**Texto seleccionado**.
───
El Gobierno nacional ha implantado una serie de medidas para mejorar la condición del nivel medio educativo, el más conflictivo no sólo a nivel nacional sino planetario.
Concentración de las horas docentes para que los alumnos tengan algo más que profesores momentáneos que van cambiando todo el tiempo, y que componen un zapping vertiginoso. Tutores para los alumnos, para que apoyen a estos tanto en lo emocional como en lo pedagógico. Y planes de estudio donde se busca no sólo trabajar por disciplinas científicas, sino también en aplicaciones a problemas concretos.
Recién comienzan a ser aplicadas estas medidas, por cierto que beneficiosas. Pero mientras tanto, hemos asistido en Mendoza a una descomunal “rateada” colectiva convocada por Facebook, es decir, surgida desde los lenguajes de las nuevas tecnologías a que apelan los jóvenes. Unos tres mil estudiantes congregados en Plaza Independencia, afortunadamente de manera pacífica y tranquila. Sin apelación masiva al alcohol, ni signo alguno de violencia.
───
[Datos de origen]
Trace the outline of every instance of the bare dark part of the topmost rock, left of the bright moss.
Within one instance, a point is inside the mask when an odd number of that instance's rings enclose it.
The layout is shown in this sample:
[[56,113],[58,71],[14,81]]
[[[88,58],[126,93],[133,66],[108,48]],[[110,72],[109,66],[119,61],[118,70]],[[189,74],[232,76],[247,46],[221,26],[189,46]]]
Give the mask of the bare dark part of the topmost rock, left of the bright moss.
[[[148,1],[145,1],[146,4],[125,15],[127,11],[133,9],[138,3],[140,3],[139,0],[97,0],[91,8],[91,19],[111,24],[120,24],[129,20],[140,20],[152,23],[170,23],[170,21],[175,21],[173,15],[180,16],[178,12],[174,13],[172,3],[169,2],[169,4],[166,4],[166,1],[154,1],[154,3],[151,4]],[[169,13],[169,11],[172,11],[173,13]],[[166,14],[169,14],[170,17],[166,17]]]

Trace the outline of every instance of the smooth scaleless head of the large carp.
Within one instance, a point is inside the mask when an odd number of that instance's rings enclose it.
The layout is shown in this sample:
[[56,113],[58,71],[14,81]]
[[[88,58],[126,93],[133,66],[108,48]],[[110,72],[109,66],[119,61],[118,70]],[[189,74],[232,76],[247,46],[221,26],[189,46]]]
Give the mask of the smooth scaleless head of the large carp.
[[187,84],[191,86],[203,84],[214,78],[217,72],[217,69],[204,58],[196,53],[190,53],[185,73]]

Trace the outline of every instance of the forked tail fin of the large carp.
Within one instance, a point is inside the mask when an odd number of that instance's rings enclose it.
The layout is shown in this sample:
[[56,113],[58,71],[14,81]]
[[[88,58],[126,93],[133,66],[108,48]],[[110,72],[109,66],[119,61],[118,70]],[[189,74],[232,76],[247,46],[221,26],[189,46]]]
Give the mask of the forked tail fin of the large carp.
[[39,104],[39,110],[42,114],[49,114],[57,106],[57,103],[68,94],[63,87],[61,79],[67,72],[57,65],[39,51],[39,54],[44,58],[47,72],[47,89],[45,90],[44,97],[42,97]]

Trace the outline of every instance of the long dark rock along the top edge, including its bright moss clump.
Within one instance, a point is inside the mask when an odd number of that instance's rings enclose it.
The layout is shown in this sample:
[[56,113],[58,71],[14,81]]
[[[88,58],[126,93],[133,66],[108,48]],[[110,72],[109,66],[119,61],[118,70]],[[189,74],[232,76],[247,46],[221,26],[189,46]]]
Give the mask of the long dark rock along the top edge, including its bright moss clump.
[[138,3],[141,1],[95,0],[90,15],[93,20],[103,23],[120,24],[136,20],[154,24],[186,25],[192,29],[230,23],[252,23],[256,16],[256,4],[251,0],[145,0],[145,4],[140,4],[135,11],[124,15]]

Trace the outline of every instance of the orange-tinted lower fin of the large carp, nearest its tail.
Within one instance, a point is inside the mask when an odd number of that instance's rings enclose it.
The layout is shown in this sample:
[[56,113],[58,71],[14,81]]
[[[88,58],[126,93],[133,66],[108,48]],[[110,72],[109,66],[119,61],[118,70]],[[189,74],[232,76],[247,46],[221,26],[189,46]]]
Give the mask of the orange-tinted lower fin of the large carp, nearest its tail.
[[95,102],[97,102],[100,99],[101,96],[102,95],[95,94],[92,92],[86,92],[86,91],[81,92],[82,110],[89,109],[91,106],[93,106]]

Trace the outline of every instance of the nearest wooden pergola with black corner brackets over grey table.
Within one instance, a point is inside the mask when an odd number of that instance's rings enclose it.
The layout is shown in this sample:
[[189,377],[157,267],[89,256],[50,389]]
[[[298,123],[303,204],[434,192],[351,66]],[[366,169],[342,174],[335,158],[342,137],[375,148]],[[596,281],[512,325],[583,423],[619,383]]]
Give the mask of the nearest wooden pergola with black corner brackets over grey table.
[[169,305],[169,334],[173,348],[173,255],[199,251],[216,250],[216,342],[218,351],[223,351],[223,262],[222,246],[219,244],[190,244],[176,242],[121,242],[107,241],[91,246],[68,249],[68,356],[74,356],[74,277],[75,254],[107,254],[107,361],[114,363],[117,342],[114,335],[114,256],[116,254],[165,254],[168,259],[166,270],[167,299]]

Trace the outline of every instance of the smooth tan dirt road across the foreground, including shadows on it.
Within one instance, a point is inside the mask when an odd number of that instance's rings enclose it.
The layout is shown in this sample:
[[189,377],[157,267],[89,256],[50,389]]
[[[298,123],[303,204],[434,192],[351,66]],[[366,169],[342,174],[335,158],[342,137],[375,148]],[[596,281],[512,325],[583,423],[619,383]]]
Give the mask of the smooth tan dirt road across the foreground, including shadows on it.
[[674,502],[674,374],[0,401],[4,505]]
───
**Preguntas de estudio**.
(1) Según el texto sobre el nivel medio educativo, ¿cuántos estudiantes se congregaron en Plaza Independencia?
(2) Prosigue el texto sobre el nivel medio educativo a partir de su última oración.

**Respuestas a tareas**.
(1) Unos tres mil estudiantes.

(2)
Los aconsejadores mediáticos habituales para estos casos nos hablan de comprender a los jóvenes a la vez que de tratar de que ellos adviertan la gravedad de su falta a las normas. La oscilación misma de estas sugerencias muestra que la confusión no es sólo de los alumnos, sino también de algunos de los que los tienen a cargo.
Y no es para menos. Es verdad que estamos en épocas de pérdida de advertencia de la normatividad y de las obligaciones. Los alumnos protagonistas de la rabona apenas sabían responder por qué la habían hecho, y no parecían advertir que hubiera en ello algún problema. Algunos aludían al permiso que habían pedido a sus padres, y que estos les habrían concedido. Es cierto: para un padre no es fácil prohibir lo que otros padres permiten. Pero también es cierto que hay padres que han perdido el sentido de su rol de tales. Que no saben poner límites ni reglas, de modo que pareciera que una transgresión como la de faltar a clase por gusto, sería tan natural como el hecho de presentarse normalmente en el aula.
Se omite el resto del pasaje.